▶ Exercise brief
Could you echo back, word for word, everything from the line containing "Could you please point to the smiling" down through the final line, including both of those lines?

▶ Recorded information
(begin)

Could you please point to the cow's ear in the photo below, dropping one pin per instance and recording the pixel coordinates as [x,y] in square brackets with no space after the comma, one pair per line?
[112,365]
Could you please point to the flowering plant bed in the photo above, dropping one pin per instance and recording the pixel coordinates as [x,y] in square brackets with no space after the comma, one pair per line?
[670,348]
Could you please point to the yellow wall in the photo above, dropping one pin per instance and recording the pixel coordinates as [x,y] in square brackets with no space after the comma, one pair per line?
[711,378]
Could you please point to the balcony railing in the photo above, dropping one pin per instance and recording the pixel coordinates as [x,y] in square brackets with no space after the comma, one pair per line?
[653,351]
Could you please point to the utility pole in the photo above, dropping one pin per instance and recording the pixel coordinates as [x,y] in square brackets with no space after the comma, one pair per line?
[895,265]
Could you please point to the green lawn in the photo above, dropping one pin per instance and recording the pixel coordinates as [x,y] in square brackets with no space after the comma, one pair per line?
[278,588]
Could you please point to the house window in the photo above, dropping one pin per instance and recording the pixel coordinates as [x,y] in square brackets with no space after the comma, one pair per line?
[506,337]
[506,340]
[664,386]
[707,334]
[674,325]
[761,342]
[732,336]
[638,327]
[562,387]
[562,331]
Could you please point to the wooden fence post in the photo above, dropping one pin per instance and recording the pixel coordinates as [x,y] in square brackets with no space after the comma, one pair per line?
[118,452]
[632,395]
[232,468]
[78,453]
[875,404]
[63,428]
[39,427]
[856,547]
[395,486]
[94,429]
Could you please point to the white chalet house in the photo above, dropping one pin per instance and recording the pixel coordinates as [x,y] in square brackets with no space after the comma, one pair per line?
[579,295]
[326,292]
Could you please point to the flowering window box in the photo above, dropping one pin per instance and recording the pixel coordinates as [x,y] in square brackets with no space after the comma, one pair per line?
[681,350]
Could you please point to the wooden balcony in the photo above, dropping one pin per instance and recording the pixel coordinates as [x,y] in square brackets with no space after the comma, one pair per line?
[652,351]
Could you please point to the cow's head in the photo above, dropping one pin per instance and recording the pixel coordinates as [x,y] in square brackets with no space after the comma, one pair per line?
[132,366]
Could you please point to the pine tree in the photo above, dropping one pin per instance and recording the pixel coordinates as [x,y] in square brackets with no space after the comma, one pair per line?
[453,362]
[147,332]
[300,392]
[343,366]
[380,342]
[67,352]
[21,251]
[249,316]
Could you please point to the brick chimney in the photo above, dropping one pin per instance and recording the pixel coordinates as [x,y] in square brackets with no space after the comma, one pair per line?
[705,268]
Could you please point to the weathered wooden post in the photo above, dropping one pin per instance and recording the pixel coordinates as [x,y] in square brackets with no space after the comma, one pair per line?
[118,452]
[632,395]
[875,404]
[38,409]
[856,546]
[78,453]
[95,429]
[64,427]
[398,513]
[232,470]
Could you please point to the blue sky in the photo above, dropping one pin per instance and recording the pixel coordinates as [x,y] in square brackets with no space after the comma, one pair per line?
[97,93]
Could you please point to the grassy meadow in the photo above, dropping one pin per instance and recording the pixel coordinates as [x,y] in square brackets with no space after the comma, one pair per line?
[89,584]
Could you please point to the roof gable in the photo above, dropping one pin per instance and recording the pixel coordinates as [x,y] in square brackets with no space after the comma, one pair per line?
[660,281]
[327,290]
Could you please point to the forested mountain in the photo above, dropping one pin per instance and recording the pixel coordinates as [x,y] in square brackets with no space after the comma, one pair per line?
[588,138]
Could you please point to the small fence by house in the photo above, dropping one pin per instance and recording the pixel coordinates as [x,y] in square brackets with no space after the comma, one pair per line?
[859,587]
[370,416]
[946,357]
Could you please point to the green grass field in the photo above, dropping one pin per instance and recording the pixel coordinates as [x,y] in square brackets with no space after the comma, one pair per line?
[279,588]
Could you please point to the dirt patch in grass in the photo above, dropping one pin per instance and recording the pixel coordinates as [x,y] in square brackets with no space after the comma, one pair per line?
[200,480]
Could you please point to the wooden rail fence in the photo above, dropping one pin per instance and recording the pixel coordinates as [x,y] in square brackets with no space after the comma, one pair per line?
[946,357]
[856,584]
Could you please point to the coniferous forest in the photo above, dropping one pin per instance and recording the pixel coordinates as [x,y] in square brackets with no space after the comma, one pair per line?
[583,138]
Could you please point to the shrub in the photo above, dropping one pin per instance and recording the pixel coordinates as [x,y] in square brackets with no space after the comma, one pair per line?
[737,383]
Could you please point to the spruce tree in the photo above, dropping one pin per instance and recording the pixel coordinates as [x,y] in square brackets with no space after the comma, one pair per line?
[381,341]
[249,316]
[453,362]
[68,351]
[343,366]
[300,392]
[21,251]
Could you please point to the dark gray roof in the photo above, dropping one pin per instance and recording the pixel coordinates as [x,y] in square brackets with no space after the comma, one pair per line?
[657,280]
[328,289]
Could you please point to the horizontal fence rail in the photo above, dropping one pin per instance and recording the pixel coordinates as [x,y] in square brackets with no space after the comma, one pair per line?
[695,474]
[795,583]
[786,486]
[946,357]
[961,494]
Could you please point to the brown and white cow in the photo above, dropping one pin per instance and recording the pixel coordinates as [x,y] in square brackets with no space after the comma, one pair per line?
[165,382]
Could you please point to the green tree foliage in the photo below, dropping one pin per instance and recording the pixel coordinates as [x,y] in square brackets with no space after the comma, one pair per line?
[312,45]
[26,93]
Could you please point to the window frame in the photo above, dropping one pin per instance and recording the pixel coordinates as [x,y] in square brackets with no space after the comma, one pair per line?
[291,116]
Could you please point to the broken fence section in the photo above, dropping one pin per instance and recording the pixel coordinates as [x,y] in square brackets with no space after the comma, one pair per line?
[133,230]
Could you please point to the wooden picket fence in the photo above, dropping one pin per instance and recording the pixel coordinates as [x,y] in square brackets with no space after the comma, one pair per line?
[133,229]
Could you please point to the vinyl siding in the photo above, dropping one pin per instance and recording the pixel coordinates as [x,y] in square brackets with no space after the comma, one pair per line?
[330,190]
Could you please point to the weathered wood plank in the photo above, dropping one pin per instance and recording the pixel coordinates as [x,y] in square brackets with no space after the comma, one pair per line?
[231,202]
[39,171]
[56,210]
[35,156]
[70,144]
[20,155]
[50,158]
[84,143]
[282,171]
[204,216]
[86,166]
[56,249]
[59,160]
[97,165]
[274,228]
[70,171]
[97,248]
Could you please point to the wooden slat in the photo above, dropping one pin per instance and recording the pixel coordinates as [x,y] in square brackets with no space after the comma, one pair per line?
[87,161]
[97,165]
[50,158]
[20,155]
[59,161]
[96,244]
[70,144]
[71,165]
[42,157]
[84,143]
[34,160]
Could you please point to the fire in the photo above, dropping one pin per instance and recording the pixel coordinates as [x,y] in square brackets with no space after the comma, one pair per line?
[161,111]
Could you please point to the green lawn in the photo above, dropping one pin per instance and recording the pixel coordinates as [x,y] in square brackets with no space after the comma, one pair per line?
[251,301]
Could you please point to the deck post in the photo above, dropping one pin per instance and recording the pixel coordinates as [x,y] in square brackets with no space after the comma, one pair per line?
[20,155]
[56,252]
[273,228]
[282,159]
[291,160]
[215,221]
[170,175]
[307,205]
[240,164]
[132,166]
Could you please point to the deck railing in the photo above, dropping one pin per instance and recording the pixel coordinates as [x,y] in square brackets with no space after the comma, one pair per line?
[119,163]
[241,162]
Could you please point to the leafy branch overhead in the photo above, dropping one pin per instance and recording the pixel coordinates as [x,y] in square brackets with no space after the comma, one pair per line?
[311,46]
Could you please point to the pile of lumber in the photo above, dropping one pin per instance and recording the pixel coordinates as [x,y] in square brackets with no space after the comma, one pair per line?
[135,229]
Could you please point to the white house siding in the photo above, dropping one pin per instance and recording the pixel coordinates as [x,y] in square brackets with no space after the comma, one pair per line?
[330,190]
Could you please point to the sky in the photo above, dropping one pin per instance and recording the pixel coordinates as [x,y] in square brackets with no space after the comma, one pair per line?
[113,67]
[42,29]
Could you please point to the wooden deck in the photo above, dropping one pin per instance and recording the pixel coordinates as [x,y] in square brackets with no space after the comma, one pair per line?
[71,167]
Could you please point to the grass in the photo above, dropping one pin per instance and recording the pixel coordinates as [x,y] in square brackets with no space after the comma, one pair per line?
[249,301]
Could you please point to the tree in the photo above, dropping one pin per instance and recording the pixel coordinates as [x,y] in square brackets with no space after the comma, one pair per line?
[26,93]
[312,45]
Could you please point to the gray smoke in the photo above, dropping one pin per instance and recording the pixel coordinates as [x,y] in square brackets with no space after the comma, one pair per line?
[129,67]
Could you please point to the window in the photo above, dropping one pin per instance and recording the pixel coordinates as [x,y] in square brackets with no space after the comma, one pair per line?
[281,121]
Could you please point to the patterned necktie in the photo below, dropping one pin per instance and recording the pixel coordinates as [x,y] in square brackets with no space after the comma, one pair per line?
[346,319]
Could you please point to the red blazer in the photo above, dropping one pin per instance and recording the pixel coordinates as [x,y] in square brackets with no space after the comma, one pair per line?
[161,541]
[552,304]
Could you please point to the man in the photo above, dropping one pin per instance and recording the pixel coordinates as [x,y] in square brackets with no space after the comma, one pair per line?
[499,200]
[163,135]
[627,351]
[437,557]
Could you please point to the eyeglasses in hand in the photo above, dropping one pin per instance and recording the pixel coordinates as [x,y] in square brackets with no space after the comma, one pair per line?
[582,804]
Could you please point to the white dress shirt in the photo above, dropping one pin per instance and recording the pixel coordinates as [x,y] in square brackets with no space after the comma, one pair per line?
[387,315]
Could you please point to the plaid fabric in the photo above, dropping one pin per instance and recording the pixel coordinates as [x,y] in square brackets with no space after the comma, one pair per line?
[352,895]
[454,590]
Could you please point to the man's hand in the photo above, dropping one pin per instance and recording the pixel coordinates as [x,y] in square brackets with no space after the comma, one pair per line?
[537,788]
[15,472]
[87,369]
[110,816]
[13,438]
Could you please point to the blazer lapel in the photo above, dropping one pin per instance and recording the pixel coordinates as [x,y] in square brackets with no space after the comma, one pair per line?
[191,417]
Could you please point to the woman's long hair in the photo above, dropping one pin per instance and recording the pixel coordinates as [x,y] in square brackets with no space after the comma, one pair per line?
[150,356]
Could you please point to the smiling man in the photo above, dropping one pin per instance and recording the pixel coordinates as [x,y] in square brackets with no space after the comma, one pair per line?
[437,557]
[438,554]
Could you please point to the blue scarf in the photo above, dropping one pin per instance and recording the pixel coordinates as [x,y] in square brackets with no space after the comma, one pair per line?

(end)

▶ Right answer
Could you please point to the smiling man in the photo above, dropping one pin per instance and recording the pixel coordinates as [x,y] in square brackets with no space after the comma, one pair per line?
[437,557]
[438,554]
Could you please point to the blue scarf in the photo above, dropping one pin per instance and recording the pixel coordinates as [x,y] in square brackets with no space after the comma, one pair per line?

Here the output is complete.